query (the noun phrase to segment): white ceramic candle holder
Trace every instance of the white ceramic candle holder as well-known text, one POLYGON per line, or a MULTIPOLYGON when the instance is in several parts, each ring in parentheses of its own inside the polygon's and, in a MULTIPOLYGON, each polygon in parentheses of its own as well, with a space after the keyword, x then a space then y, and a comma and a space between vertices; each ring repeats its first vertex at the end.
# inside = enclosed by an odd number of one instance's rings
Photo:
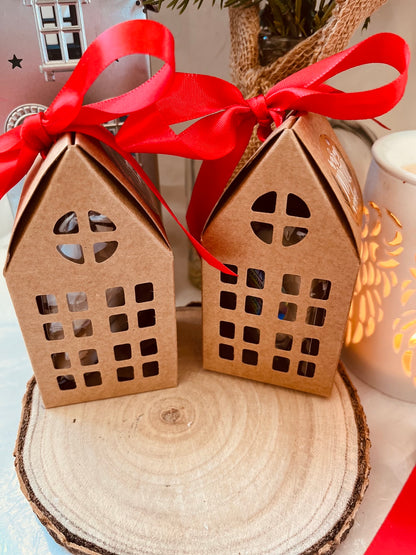
POLYGON ((343 360, 369 385, 416 402, 416 130, 378 139, 372 156, 343 360))

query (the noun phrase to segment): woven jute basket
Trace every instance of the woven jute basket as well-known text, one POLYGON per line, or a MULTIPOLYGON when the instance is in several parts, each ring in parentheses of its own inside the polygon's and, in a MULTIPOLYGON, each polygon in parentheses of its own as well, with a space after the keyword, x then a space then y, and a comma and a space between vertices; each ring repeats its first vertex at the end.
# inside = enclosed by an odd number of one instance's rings
MULTIPOLYGON (((365 19, 387 0, 338 0, 331 18, 316 31, 267 66, 259 64, 259 8, 230 8, 230 70, 234 83, 245 98, 265 94, 270 87, 288 75, 344 50, 365 19)), ((253 134, 236 170, 256 151, 259 141, 253 134)))

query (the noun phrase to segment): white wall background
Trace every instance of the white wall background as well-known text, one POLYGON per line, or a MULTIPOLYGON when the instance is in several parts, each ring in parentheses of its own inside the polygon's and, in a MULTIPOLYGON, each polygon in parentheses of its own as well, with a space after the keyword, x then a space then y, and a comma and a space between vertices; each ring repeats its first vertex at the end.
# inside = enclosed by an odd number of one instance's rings
MULTIPOLYGON (((165 0, 166 5, 169 0, 165 0)), ((204 0, 201 8, 190 0, 184 13, 162 7, 159 13, 148 12, 148 18, 168 27, 175 37, 176 69, 189 73, 205 73, 230 80, 230 38, 228 10, 221 10, 219 0, 204 0)), ((159 156, 162 186, 184 183, 185 162, 173 156, 159 156)))
MULTIPOLYGON (((414 0, 389 0, 371 17, 368 31, 357 31, 352 37, 351 44, 357 43, 363 38, 380 32, 396 33, 402 36, 410 46, 411 63, 409 71, 409 81, 400 103, 393 108, 388 114, 380 119, 392 131, 416 128, 416 2, 414 0)), ((388 76, 394 77, 394 71, 384 70, 380 66, 376 66, 374 71, 364 70, 357 74, 354 80, 355 85, 362 88, 372 88, 378 84, 387 81, 388 76), (387 79, 386 79, 387 78, 387 79)), ((345 87, 348 87, 347 81, 339 81, 345 87)))

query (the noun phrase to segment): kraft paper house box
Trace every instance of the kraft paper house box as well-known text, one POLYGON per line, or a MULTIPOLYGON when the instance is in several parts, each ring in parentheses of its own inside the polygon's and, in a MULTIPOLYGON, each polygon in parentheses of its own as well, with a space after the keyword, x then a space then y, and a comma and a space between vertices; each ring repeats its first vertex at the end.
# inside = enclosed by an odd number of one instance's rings
POLYGON ((38 160, 4 274, 45 406, 175 386, 173 256, 150 192, 81 135, 38 160))
POLYGON ((359 268, 362 200, 327 120, 289 118, 227 188, 204 246, 204 368, 328 396, 359 268))

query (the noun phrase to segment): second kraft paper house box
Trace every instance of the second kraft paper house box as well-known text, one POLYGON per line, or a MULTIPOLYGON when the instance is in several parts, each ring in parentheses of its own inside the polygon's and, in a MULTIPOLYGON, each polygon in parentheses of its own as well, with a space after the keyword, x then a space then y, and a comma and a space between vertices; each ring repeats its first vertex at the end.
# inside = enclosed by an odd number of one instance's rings
POLYGON ((359 268, 362 199, 322 116, 289 118, 219 200, 202 241, 204 368, 331 392, 359 268))
POLYGON ((67 134, 39 157, 4 274, 46 407, 176 385, 172 251, 108 147, 67 134))

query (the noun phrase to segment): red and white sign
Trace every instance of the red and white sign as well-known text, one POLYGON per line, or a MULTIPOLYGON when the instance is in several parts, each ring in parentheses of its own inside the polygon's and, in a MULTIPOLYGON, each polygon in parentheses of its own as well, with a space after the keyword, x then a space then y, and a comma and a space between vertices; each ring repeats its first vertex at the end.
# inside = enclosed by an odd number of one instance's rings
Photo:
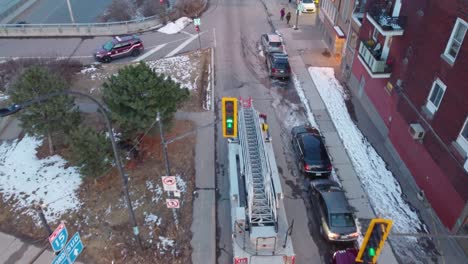
POLYGON ((249 263, 248 258, 234 258, 234 264, 247 264, 249 263))
POLYGON ((166 206, 167 208, 179 208, 179 199, 166 199, 166 206))
POLYGON ((54 241, 54 239, 58 236, 60 231, 62 231, 62 229, 64 229, 64 228, 65 228, 65 223, 61 222, 60 225, 57 226, 57 228, 55 228, 54 232, 49 236, 49 242, 52 243, 52 241, 54 241))
POLYGON ((162 183, 163 183, 163 189, 166 192, 177 191, 177 180, 175 176, 163 176, 162 183))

• _The task_
Wherever the string "noun" shows up in a line above, tally that line, and answer with the final number alone.

• _Written response_
6